§ Aim
Beginning with the line where "Each instance of the balcony" appears, repeat every remaining line of the entries exactly, the last line included.

§ Input
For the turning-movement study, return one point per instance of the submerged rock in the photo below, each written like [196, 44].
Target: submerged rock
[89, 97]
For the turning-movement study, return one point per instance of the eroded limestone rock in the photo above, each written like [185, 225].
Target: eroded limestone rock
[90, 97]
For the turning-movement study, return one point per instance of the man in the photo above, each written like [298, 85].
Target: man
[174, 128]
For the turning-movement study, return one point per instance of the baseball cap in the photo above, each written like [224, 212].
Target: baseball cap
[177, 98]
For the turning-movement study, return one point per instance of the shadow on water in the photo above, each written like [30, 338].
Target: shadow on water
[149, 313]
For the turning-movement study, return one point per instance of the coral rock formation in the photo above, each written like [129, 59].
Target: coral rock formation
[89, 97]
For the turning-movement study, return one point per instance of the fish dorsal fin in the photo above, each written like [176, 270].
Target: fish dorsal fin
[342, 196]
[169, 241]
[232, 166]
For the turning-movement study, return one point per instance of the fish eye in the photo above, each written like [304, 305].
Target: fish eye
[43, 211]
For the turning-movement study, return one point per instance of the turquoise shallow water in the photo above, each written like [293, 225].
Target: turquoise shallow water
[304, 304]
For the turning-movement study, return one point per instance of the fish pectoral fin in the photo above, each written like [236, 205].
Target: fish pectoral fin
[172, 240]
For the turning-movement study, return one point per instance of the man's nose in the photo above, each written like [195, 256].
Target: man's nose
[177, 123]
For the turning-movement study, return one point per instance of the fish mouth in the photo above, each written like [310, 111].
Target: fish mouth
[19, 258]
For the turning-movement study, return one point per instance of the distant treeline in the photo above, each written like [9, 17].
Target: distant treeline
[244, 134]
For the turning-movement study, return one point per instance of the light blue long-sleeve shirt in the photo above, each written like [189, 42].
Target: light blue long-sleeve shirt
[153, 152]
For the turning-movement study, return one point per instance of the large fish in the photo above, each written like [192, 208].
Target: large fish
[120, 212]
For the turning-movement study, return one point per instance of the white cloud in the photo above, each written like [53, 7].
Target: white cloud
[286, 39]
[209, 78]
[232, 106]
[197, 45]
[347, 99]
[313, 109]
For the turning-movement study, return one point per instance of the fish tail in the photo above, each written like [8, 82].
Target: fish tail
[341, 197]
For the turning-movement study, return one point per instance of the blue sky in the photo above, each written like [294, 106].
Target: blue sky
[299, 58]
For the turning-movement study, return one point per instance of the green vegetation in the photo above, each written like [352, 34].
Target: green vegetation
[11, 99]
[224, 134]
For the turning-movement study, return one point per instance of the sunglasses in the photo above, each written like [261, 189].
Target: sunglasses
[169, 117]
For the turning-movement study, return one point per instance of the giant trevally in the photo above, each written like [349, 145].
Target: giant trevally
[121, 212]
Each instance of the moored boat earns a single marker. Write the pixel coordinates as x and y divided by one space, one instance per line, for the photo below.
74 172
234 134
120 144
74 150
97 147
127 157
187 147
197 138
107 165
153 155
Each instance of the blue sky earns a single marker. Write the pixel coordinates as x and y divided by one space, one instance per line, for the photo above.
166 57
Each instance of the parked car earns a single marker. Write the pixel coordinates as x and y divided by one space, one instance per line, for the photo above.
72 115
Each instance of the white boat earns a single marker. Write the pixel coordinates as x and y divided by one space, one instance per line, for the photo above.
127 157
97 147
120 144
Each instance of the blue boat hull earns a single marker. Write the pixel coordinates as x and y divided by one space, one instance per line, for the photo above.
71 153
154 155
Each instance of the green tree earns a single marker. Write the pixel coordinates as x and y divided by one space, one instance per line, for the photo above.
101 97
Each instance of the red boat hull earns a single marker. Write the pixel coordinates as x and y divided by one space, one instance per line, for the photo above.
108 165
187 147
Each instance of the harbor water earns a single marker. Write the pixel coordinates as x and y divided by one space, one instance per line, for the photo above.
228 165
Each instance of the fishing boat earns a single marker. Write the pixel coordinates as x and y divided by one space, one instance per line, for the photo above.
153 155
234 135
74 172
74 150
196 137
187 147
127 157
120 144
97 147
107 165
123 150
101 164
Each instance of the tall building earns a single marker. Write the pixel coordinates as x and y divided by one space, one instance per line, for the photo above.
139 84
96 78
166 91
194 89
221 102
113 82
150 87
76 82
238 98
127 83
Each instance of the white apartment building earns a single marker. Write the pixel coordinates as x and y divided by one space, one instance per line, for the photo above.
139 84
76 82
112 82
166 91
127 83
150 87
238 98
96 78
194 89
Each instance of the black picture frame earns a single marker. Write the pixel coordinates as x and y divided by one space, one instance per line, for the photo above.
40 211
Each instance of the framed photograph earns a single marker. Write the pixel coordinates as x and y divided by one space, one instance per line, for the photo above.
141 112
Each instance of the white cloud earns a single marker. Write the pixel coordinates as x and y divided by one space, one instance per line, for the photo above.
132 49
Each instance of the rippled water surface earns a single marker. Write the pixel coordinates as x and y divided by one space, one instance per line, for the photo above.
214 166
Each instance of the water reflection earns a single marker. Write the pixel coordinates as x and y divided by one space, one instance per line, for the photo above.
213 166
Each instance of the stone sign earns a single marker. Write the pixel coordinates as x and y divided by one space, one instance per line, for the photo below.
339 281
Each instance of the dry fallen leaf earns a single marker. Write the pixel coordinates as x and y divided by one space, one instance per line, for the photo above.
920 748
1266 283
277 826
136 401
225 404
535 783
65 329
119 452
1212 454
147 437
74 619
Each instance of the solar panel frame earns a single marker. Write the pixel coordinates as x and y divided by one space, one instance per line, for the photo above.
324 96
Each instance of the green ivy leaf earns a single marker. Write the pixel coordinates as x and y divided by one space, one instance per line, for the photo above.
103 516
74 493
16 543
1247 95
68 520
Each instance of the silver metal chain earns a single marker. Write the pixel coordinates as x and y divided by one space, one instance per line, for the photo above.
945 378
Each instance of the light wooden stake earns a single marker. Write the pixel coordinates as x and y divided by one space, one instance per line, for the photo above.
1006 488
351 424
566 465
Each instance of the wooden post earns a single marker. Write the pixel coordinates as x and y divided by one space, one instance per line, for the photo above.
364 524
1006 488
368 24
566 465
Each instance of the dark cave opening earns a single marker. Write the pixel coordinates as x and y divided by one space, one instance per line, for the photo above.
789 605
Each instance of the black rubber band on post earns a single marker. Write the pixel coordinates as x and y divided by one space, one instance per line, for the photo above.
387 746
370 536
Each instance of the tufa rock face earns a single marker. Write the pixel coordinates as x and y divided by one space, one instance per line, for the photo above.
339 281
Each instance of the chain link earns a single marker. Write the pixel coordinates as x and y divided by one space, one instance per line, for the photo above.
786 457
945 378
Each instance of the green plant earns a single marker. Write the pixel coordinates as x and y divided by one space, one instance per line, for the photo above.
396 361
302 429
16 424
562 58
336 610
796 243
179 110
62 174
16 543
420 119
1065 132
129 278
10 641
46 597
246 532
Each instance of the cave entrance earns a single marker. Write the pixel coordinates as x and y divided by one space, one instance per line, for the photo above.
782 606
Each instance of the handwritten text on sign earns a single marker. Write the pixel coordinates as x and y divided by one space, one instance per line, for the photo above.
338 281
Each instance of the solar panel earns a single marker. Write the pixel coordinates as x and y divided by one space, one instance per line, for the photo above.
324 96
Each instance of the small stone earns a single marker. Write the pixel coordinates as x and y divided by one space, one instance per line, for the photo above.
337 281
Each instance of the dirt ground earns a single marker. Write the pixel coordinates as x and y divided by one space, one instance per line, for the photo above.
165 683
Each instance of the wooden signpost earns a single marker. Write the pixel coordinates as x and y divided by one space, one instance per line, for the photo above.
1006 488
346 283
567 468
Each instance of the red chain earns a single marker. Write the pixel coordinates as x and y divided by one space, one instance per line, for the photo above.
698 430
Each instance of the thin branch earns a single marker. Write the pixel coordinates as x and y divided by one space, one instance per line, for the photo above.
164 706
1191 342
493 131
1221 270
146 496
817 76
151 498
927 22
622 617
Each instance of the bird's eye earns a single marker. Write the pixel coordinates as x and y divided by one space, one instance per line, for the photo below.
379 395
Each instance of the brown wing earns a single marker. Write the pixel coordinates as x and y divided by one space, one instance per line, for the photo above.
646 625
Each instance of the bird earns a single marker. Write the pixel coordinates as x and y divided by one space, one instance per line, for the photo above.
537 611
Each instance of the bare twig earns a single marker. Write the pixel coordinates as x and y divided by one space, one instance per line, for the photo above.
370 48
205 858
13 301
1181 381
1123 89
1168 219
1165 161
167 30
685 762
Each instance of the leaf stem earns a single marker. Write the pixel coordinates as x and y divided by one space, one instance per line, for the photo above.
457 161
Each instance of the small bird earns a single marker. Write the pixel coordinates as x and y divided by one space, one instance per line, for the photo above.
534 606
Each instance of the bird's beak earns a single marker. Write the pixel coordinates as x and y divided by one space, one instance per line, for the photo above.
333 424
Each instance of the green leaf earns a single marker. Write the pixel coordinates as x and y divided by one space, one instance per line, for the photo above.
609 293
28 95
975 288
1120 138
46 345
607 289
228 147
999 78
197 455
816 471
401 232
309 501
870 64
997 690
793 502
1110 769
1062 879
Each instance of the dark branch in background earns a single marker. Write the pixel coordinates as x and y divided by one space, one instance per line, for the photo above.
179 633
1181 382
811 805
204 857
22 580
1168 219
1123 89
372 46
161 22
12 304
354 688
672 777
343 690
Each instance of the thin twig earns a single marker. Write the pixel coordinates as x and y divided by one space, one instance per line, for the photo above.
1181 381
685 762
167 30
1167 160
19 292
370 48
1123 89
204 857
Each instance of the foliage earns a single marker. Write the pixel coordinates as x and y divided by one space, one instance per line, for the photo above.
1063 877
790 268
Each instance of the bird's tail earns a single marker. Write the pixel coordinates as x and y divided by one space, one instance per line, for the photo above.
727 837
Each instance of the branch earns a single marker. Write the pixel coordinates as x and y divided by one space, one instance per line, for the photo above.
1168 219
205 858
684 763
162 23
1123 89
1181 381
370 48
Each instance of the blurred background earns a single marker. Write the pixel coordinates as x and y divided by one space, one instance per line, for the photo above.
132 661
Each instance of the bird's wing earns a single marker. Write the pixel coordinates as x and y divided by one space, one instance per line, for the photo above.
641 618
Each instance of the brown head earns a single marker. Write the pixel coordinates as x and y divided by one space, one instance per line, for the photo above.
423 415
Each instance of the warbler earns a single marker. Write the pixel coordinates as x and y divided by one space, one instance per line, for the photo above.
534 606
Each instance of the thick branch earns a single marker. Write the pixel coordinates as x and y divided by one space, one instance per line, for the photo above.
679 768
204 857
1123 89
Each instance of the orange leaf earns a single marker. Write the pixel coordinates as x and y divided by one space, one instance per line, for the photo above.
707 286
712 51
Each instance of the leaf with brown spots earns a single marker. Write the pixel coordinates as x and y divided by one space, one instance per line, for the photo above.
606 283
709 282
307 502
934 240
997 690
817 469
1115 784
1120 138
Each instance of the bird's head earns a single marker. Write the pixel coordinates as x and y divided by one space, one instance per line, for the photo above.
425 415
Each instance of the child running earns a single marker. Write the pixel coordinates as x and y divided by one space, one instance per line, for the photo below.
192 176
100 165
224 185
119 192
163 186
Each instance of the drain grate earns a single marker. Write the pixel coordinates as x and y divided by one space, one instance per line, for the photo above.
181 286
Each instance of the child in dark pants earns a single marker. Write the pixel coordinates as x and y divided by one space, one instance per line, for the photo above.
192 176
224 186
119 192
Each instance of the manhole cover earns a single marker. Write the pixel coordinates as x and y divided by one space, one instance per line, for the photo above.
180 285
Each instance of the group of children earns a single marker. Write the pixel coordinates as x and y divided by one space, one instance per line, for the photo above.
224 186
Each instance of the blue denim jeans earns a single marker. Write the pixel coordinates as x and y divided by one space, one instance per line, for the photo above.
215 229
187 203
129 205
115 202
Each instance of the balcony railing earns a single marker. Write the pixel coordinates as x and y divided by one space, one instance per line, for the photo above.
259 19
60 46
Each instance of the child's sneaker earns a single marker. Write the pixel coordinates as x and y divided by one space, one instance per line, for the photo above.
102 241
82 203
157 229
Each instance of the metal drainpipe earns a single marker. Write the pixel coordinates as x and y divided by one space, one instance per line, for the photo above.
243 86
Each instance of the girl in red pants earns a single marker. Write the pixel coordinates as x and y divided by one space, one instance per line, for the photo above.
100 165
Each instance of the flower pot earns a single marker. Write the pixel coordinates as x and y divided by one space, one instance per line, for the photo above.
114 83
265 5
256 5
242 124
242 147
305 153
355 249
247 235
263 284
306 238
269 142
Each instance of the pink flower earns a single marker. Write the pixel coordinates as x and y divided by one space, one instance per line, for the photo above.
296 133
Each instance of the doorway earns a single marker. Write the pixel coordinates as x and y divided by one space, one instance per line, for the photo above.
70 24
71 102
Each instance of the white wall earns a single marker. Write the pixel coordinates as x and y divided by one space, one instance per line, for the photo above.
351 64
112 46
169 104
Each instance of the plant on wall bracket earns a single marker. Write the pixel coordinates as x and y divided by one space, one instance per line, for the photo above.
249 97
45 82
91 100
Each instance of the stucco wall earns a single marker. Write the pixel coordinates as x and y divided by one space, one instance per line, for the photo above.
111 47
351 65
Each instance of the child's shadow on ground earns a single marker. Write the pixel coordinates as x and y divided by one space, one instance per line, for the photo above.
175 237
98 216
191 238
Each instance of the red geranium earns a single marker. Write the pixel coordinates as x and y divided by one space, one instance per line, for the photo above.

§ Written solution
Each instance of the balcony railing earns a single marker. Write the pixel coordinates as x and y divided by one space, one instance per line, for the photo above.
259 19
60 46
Each instance of the child's sneaker earns a single marker. Write the pixel coordinates as x and y divided by one space, one instance per line, for the photo above.
102 241
82 203
157 229
Each instance of the metal drainpipe earns a single marker. Write the pixel coordinates as x and y divided by one space, one instance per line, for the photo above.
243 86
Each instance of the girl in red pants earns a single marker. Write the pixel coordinates as x and y divided by one space, one instance per line, for the photo above.
100 165
Each instance of the flower pot earns a single marker. Write the pixel coordinates as x and y divided by one space, one instance per line, for the photo above.
114 83
265 5
256 5
242 124
242 147
305 153
355 249
247 235
263 284
306 238
269 142
Each instance of the pink flower earns a single marker. Write the pixel coordinates as x and y divided by one space, one instance per line, for the photo above.
296 133
Each instance of the doorway earns a single marker. Write the pixel coordinates as x and y divided by one space, one instance per line, for the photo above.
70 24
71 102
Each instance of the white wall earns a single marker. Write the pixel coordinates as x and y divided by one space, one instance per line, for the photo above.
351 64
112 46
169 104
Each instance of the plant on wall bracket earns a single marker. Write the pixel coordinates as x and y divided by one space, one instance per line, for the photo above.
249 97
45 82
91 100
Each instance of the stucco wall earns a single marker. Write the pixel coordinates as x and y divided by one space, one instance per line, for the photo above.
111 47
351 65
Each instance of the child's shadow on ground earns a single marker. Write the pixel coordinates as x and y divided by one space, one instance per line, for the photo above.
175 237
98 216
191 238
Each instance of the red geranium earns a single marker. Write the pixel coordinates as x and y divided by one space, one instance per line, for the photo above.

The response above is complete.